__Texte source__:
■ ■ ■
Monsieur le docteur a alors fait quelque chose qui était interdit à l’époque. Avec des aiguilles, il a interrompu la grossesse de ma grand-mère. Ce fut tout sauf une formalité : ma grand-mère a dû retourner plusieurs fois à son cabinet parce que l’embryon ou le fœtus faisait de la résistance. Pour ma grand-mère, cet avortement illégal a été synonyme de souffrance, de tristesse et de solitude. Plus tard, elle raconterait à ma mère combien elle en a pleuré, mais surtout qu’elle avait peur que l’on découvre ce qu’elle avait fait.

Loi IVG : être contre l’avortement est dans l’air du temps

Comme me l’a confié plusieurs fois ma mère, avorter est toujours une décision qui vous rend triste, quelles qu’en soient les raisons et les circonstances. Mais elle a également insisté sur le fait que c’est une décision que vous pouvez prendre sans devoir vivre ensuite sous le joug de la peur, car la loi vous y autorise. Aussi douloureux soit un avortement, quelles qu’en soient les circonstances, au moins l’angoisse a-t-elle fait place à la sécurité.

Il est tentant de considérer qu’un droit acquis reste acquis. Que l’épreuve vécue par ma grand-mère en 1956 était spécifique à son époque. Que cette injustice (n’)a été corrigée (qu’)en 1990 et qu’on ne touchera plus, dès lors, au droit à l’avortement.

Retour dans le passé

Cependant, le fait que dans de nombreux États des USA, la question de l’avortement effectue un brutal retour dans le passé cinquante ans après que ce droit a été acquis, illustre à quel point les droits ne sont jamais véritablement acquis. À quel point quelque chose qui est juste, démocratique et équitable aujourd’hui pourrait être interdit demain. Ce qui vient de se passer au pays de l’Oncle Sam anéantit l’illusion que les progrès réalisés au cours des cinquante dernières années en matière de droits des femmes – aussi lents, progressifs et difficiles eussent-ils été – constitueraient un processus irréversible.
■ ■ ■
__Données fournies__:
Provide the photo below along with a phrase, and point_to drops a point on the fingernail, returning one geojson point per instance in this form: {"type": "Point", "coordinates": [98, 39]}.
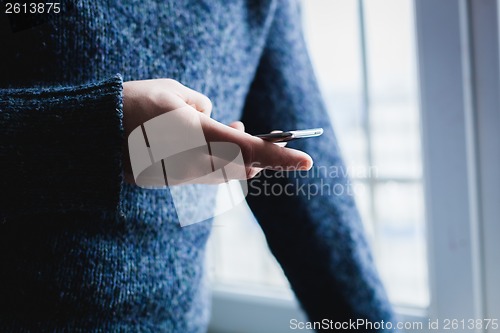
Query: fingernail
{"type": "Point", "coordinates": [305, 165]}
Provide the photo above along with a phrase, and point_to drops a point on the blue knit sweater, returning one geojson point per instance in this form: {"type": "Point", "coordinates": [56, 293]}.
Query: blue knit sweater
{"type": "Point", "coordinates": [81, 251]}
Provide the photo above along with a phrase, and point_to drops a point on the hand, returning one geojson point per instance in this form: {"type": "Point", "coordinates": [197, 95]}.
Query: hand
{"type": "Point", "coordinates": [145, 100]}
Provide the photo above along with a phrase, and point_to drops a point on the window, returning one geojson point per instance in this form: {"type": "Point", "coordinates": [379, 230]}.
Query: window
{"type": "Point", "coordinates": [412, 91]}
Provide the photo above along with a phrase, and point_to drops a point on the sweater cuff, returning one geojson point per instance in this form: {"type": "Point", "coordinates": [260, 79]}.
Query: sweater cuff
{"type": "Point", "coordinates": [61, 149]}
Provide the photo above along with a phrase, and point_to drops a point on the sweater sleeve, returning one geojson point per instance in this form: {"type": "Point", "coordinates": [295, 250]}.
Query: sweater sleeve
{"type": "Point", "coordinates": [60, 149]}
{"type": "Point", "coordinates": [309, 218]}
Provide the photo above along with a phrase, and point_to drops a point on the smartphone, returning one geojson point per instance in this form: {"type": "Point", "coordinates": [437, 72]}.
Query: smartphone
{"type": "Point", "coordinates": [291, 135]}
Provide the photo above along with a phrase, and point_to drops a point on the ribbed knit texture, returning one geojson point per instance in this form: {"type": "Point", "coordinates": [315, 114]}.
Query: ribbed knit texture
{"type": "Point", "coordinates": [80, 251]}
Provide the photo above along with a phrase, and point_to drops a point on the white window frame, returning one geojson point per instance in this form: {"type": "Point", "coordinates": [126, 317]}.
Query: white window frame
{"type": "Point", "coordinates": [459, 85]}
{"type": "Point", "coordinates": [459, 77]}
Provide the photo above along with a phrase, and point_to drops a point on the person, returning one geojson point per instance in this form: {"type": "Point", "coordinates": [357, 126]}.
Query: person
{"type": "Point", "coordinates": [82, 248]}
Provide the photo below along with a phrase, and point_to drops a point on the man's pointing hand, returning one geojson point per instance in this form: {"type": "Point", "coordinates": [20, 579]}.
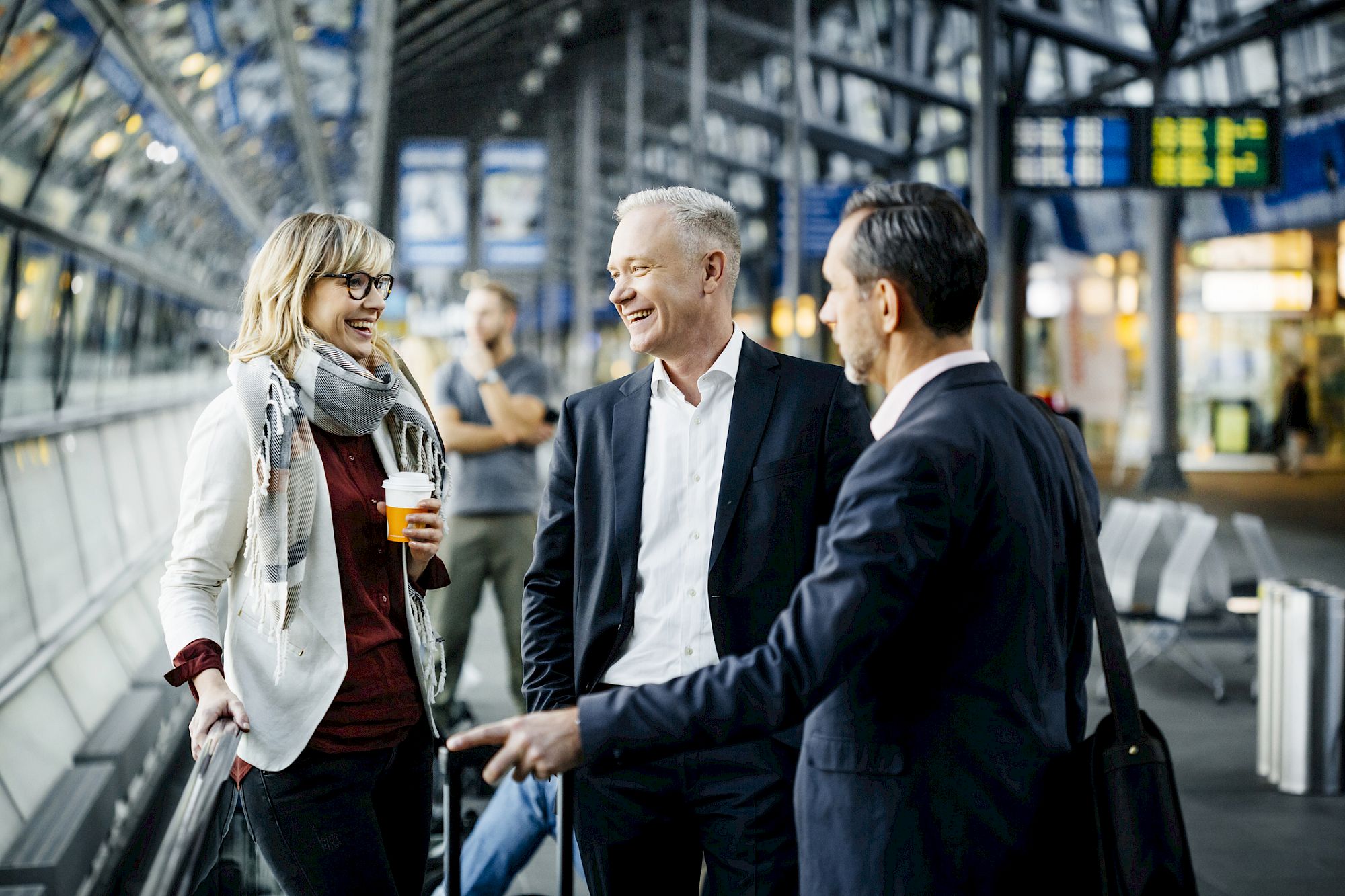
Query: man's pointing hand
{"type": "Point", "coordinates": [539, 744]}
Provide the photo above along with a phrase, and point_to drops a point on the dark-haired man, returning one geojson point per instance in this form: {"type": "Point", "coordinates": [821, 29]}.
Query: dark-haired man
{"type": "Point", "coordinates": [492, 407]}
{"type": "Point", "coordinates": [941, 645]}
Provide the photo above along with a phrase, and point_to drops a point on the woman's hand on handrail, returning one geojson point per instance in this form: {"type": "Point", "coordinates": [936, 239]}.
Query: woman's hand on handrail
{"type": "Point", "coordinates": [216, 701]}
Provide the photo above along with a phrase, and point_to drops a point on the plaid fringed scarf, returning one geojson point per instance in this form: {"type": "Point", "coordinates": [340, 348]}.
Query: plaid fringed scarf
{"type": "Point", "coordinates": [336, 393]}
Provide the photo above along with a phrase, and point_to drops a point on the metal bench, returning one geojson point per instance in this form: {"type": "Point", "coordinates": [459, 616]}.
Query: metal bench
{"type": "Point", "coordinates": [59, 844]}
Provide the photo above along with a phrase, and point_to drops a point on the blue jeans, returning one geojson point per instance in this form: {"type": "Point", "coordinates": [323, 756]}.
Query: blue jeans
{"type": "Point", "coordinates": [514, 823]}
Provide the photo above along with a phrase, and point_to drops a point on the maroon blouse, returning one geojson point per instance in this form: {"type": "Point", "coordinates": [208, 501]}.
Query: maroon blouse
{"type": "Point", "coordinates": [379, 702]}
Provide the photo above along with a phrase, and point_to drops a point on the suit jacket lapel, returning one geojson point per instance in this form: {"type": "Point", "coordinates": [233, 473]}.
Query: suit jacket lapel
{"type": "Point", "coordinates": [630, 428]}
{"type": "Point", "coordinates": [754, 396]}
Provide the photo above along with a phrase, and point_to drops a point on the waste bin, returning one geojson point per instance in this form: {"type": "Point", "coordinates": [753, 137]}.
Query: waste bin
{"type": "Point", "coordinates": [1301, 677]}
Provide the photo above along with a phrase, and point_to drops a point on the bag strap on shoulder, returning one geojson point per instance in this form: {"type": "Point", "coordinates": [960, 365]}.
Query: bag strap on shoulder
{"type": "Point", "coordinates": [1121, 684]}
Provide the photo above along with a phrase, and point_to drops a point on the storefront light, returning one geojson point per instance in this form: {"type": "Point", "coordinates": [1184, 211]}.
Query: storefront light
{"type": "Point", "coordinates": [806, 317]}
{"type": "Point", "coordinates": [1096, 296]}
{"type": "Point", "coordinates": [1047, 298]}
{"type": "Point", "coordinates": [1130, 330]}
{"type": "Point", "coordinates": [1340, 259]}
{"type": "Point", "coordinates": [782, 318]}
{"type": "Point", "coordinates": [1187, 325]}
{"type": "Point", "coordinates": [1128, 295]}
{"type": "Point", "coordinates": [1256, 291]}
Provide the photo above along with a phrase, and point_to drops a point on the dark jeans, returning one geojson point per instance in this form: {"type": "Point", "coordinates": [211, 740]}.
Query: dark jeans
{"type": "Point", "coordinates": [645, 829]}
{"type": "Point", "coordinates": [346, 822]}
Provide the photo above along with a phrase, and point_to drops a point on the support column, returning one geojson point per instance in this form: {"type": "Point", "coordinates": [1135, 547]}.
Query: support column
{"type": "Point", "coordinates": [634, 99]}
{"type": "Point", "coordinates": [1161, 377]}
{"type": "Point", "coordinates": [697, 84]}
{"type": "Point", "coordinates": [1017, 241]}
{"type": "Point", "coordinates": [1161, 365]}
{"type": "Point", "coordinates": [993, 326]}
{"type": "Point", "coordinates": [580, 356]}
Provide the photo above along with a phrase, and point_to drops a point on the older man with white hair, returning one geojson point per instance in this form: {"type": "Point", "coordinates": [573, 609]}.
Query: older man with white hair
{"type": "Point", "coordinates": [683, 507]}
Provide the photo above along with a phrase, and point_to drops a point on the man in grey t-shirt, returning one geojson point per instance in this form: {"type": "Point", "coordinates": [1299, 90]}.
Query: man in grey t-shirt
{"type": "Point", "coordinates": [492, 409]}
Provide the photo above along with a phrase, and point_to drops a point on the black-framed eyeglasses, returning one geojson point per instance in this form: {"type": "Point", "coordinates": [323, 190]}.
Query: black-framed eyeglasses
{"type": "Point", "coordinates": [360, 282]}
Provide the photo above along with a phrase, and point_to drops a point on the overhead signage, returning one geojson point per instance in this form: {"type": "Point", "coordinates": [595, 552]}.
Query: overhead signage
{"type": "Point", "coordinates": [513, 204]}
{"type": "Point", "coordinates": [432, 196]}
{"type": "Point", "coordinates": [1168, 147]}
{"type": "Point", "coordinates": [1225, 149]}
{"type": "Point", "coordinates": [1073, 151]}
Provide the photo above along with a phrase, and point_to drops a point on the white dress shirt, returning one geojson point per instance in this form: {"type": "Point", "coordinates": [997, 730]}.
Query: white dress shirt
{"type": "Point", "coordinates": [684, 463]}
{"type": "Point", "coordinates": [892, 407]}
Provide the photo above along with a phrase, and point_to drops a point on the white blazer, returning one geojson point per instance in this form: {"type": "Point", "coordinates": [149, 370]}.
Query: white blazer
{"type": "Point", "coordinates": [208, 549]}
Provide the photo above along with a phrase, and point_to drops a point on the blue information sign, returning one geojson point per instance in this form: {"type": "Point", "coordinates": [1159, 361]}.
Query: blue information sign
{"type": "Point", "coordinates": [513, 204]}
{"type": "Point", "coordinates": [1071, 151]}
{"type": "Point", "coordinates": [432, 222]}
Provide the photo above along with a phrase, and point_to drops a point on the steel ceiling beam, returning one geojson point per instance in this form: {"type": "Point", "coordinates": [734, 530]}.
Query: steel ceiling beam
{"type": "Point", "coordinates": [115, 256]}
{"type": "Point", "coordinates": [486, 15]}
{"type": "Point", "coordinates": [892, 79]}
{"type": "Point", "coordinates": [1059, 29]}
{"type": "Point", "coordinates": [1278, 17]}
{"type": "Point", "coordinates": [825, 135]}
{"type": "Point", "coordinates": [1281, 17]}
{"type": "Point", "coordinates": [436, 14]}
{"type": "Point", "coordinates": [302, 110]}
{"type": "Point", "coordinates": [119, 38]}
{"type": "Point", "coordinates": [665, 136]}
{"type": "Point", "coordinates": [380, 56]}
{"type": "Point", "coordinates": [465, 38]}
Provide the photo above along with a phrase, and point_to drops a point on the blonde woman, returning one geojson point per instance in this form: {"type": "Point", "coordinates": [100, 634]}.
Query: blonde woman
{"type": "Point", "coordinates": [328, 661]}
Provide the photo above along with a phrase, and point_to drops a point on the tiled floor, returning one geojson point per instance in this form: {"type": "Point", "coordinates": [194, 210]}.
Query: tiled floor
{"type": "Point", "coordinates": [1247, 838]}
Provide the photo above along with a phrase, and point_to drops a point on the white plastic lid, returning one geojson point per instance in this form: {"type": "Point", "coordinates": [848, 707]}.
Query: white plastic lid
{"type": "Point", "coordinates": [410, 481]}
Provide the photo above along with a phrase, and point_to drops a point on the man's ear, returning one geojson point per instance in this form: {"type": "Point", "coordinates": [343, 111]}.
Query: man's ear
{"type": "Point", "coordinates": [714, 268]}
{"type": "Point", "coordinates": [887, 298]}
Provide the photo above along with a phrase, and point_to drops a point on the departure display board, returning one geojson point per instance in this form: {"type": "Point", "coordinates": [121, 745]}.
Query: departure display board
{"type": "Point", "coordinates": [1214, 149]}
{"type": "Point", "coordinates": [1169, 147]}
{"type": "Point", "coordinates": [1073, 151]}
■ ■ ■
__Objectif visé__:
Dans le témoignage sur l'avortement, remplacez « ma grand-mère » par « ma tante » sur le passage qui va de « Monsieur le docteur » jusqu'à « qu’elle avait fait. », puis donnez ce passage ainsi modifié. Les items sont tirés d'une source distincte de celle du témoignage.

__Réponse complète__:
Monsieur le docteur a alors fait quelque chose qui était interdit à l’époque. Avec des aiguilles, il a interrompu la grossesse de ma tante. Ce fut tout sauf une formalité : ma tante a dû retourner plusieurs fois à son cabinet parce que l’embryon ou le fœtus faisait de la résistance. Pour ma tante, cet avortement illégal a été synonyme de souffrance, de tristesse et de solitude. Plus tard, elle raconterait à ma mère combien elle en a pleuré, mais surtout qu’elle avait peur que l’on découvre ce qu’elle avait fait.